━━ Information provided

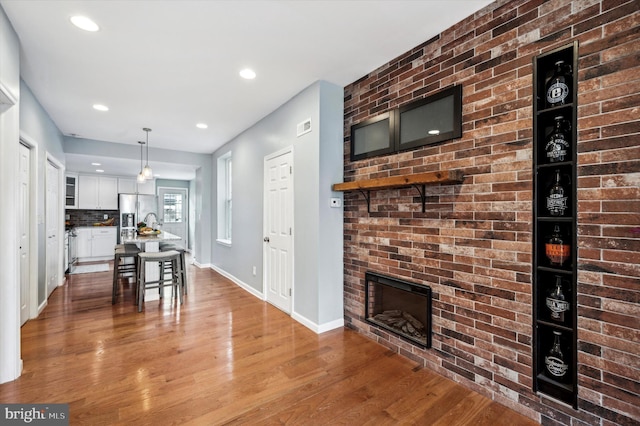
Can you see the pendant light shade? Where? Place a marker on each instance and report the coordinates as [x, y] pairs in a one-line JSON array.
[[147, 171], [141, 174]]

━━━━
━━ Information provided

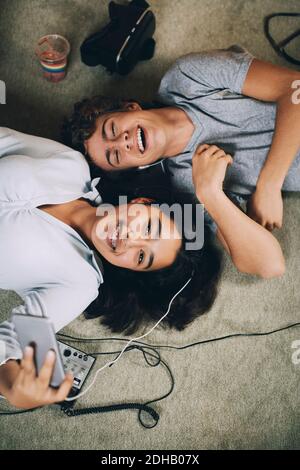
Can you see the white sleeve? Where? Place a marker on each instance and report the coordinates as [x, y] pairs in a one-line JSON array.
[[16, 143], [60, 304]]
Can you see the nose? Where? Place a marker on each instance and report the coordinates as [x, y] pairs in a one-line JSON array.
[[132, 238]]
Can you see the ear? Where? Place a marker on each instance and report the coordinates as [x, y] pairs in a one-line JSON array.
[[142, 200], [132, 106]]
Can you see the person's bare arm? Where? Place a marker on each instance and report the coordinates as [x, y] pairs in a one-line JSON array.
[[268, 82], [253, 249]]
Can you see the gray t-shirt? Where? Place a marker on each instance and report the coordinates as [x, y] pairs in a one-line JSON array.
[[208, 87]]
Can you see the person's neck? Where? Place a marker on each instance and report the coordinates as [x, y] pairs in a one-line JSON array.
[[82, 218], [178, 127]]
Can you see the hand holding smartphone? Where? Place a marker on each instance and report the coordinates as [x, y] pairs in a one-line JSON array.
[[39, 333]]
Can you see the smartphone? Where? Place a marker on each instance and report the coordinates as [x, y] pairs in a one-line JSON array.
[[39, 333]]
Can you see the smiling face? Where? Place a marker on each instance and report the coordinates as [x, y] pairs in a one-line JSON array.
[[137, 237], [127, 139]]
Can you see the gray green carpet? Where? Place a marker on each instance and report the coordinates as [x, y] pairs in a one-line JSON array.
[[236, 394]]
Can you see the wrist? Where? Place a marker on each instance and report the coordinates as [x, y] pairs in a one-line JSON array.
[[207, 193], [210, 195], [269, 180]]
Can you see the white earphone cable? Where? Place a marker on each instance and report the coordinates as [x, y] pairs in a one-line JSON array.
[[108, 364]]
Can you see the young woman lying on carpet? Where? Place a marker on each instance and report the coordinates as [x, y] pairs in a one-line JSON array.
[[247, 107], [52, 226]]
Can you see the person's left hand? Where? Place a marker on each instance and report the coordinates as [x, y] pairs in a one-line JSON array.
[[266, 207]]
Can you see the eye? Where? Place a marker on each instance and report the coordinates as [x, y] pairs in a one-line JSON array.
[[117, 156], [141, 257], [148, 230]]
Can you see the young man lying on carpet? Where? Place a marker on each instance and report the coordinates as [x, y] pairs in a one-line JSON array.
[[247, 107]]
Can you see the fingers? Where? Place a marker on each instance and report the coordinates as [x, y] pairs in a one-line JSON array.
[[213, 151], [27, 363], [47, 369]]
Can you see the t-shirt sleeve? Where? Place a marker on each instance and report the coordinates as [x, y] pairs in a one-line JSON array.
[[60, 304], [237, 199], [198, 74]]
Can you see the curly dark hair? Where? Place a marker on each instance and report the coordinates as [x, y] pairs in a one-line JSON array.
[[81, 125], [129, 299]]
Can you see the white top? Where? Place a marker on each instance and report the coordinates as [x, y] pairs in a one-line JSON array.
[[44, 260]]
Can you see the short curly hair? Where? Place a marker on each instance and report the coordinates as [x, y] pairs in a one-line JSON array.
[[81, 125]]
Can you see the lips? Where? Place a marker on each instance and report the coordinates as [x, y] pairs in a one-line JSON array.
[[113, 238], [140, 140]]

━━━━
━━ Information provided

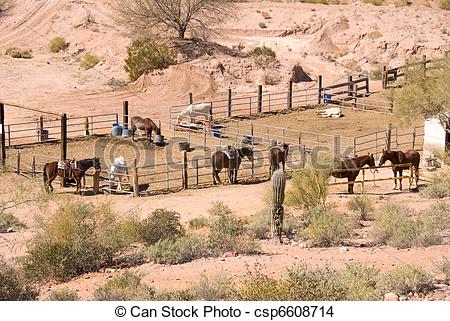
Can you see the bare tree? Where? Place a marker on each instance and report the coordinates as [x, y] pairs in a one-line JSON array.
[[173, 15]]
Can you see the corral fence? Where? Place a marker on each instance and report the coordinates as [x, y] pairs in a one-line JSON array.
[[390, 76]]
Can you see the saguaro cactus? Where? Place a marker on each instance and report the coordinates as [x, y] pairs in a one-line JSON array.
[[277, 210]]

━━━━

Exercise instructions
Rewrite the lines from the line with "Can you see the pendant" up to and including the line with "[[147, 171], [141, 174]]", keeping the requests as they are and adding 86 to every coordinate in the answers. Give back only those lines.

The output
Can you see the pendant light shade? Where? Place a marker on each instance and report the coordinates as [x, y] pairs in a one-line JSON array.
[[233, 257], [227, 260]]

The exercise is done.